Source excerpt:
** begin **

# Charlie has been here a year as of 9-25-16



## Daisy&Lucky's Mom (Apr 24, 2011)

So MS Charlie has been in our home for the past year. She has adjusted to life in the house well. She is not a fan of other dogs and cats. Especially cats. We have had two feral cats who took up residence here three years ago , They are spayed and neutered and get their shots when we can trap them. We also have another kitten that adopted us and we are trying to place her.
Charlie did well with house training, I'm still trying to find a way to exercise her enough. I had another heart attack this summer and haven't really felt great since , Charlie is ok in the house except when my husband tries to leave. She can be a bit of a handful when I leave but its getting better, We tried treating her for anxiety w/ Xanax and no difference on meds for a week and half versus being off. Looking for trainer to help w/ the animal reactivity. Have one but waiting on a call back. Overall its been an interesting year w/ her . She cuddles a little when she is in bed with you and likes hugs . She can be great on a leash as long as my husband is not in sight. Still working on recall. The sight issue make training interesting and were trying to find ways to work around it, with such commands as Look at me isn't as easy for her, Her Pannus had another flare up after this hoy and bright summer. She hates the eye drops. Its ok though and we will hopefully handle the reactivity. Well here is to another year Charlie.


----------



## dogfaeries (Feb 22, 2010)

I can't believe it's already been a year!


----------



## llombardo (Dec 11, 2011)

I'm glad it's working out and I'm not in trouble for butting in:smile2:

Take care of yourself.


----------



## Daisy&Lucky's Mom (Apr 24, 2011)

llombardo you didn't but in you suggested and encouraged Smiling face needs inserted here


----------



## dogma13 (Mar 8, 2014)

Yes,take care!Best of luck with your girl


----------



## kelbonc (Aug 25, 2014)

Time sure goes by quickly. A year already past since Charlie joined your family. What a lucky girl to have found herself in your care!! Hears to a great next year!! :smile2:


----------



## Daisy&Lucky's Mom (Apr 24, 2011)

Thanks Dogma I am trying to take care . Just trying to get my energy back. 


Kelbunc Thanks .


----------



## Stevenzachsmom (Mar 3, 2008)

You poor thing. Praying for the return of your good health. Praying for Charlie to become easier to manage. And - sending really big hugs to a very special lady!


----------



## kelbonc (Aug 25, 2014)

Daisy&Lucky'sMom I also wanted to mention that I hope your find yourself feeling better real soon! Take care.


----------



## Jenny720 (Nov 21, 2014)

I hope you are feeling more your self real quick. Wishing you a speedy recovery. I hope you find a good trainer that can help you with Charlie. Dog reactivity is a thorn but you will learn so much because of it. It is the right timing and strong enough correction that will make them think twice acting like a dope. Trainers can guide you with this. Keep us posted on your journey.


----------



## Daisy&Lucky's Mom (Apr 24, 2011)

Stevenandzacks Mom; Thank you. She is as strong minded as Daisy ever was. Sometimes I swear she is channeling the stubborn side of Daisy.

** end **

Extracted material:

** begin **

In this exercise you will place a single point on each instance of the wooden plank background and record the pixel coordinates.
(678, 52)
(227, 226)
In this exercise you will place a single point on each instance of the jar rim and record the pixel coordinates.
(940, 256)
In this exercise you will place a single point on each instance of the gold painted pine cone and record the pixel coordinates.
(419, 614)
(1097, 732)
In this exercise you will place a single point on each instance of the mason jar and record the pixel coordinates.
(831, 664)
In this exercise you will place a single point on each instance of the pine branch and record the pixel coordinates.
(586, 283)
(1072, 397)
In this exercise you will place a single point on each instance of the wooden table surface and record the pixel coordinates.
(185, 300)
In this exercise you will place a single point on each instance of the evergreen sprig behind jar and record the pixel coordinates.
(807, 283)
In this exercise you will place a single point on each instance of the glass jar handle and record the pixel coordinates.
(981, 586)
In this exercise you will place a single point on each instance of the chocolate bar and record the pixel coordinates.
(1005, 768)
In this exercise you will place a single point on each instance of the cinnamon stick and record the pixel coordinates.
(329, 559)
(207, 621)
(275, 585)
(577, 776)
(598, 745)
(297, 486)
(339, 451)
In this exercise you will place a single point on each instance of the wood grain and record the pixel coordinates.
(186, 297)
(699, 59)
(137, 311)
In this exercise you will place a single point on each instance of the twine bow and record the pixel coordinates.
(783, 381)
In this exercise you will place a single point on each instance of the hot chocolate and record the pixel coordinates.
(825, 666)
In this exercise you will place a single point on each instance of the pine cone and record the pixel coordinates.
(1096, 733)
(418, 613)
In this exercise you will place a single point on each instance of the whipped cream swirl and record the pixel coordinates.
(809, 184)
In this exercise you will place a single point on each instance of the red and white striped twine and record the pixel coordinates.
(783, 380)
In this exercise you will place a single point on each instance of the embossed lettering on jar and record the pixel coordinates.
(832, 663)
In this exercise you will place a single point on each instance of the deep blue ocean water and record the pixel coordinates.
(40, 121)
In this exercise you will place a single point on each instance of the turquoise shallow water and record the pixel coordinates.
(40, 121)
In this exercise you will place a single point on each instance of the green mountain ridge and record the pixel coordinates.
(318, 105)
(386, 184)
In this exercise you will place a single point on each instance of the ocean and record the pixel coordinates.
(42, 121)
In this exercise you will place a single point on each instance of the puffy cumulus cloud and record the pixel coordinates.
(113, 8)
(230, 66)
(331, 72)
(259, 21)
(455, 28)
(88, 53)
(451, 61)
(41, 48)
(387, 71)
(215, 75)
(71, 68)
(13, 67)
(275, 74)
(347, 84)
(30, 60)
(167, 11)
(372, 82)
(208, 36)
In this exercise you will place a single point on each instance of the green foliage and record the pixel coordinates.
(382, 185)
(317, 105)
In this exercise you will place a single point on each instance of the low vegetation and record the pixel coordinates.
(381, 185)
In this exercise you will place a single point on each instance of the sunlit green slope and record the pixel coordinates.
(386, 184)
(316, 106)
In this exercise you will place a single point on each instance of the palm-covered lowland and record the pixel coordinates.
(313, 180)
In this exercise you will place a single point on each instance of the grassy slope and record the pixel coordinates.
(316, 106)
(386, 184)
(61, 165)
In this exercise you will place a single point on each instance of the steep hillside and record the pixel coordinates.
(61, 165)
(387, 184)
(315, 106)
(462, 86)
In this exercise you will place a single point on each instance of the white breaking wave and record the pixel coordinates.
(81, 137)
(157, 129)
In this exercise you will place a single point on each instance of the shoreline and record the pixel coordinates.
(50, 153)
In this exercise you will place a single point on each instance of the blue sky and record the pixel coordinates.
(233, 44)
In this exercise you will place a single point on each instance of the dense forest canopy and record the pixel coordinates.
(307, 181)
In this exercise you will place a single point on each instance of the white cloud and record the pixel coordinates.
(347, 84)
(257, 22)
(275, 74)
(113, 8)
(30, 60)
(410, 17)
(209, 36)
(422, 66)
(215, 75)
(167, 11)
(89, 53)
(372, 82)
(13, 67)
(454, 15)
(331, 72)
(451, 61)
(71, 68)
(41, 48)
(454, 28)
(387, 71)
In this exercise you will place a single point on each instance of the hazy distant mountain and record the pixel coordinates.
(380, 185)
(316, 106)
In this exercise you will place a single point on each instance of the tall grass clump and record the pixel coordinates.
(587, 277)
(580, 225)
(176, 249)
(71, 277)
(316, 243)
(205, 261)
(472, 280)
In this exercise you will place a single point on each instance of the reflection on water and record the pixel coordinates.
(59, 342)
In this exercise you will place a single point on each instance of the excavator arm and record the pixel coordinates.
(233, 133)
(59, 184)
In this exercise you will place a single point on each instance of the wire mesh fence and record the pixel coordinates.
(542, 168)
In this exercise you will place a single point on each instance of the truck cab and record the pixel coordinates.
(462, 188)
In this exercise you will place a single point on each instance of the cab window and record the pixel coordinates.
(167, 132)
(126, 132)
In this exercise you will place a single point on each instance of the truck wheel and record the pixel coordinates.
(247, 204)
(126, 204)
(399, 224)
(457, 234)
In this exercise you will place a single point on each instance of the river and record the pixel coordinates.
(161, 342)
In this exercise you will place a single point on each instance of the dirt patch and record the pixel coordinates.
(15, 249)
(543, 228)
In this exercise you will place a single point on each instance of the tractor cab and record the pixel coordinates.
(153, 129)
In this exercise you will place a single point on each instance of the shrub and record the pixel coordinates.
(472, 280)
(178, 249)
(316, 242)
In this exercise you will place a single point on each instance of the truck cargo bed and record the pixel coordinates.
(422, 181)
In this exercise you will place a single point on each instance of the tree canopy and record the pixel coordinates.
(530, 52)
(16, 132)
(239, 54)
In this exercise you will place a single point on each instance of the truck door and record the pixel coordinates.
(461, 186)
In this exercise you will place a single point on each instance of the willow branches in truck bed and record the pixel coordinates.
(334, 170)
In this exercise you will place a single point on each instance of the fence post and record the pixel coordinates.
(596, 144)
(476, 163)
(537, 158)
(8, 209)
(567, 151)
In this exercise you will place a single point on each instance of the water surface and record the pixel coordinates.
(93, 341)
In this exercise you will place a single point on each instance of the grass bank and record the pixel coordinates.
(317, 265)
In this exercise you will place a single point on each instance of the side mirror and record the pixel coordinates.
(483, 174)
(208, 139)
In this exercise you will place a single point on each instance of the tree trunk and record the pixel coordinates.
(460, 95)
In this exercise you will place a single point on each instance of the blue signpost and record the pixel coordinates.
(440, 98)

** end **

Problems:
a) Which usernames, other than Daisy&Lucky's Mom, posted replies in the thread about Charlie's first year?
b) In the thread about Charlie's first year, what medication was tried to treat Charlie's anxiety?

Answer set:
a) dogfaeries, llombardo, dogma13, kelbonc, Stevenzachsmom, Jenny720

b) Xanax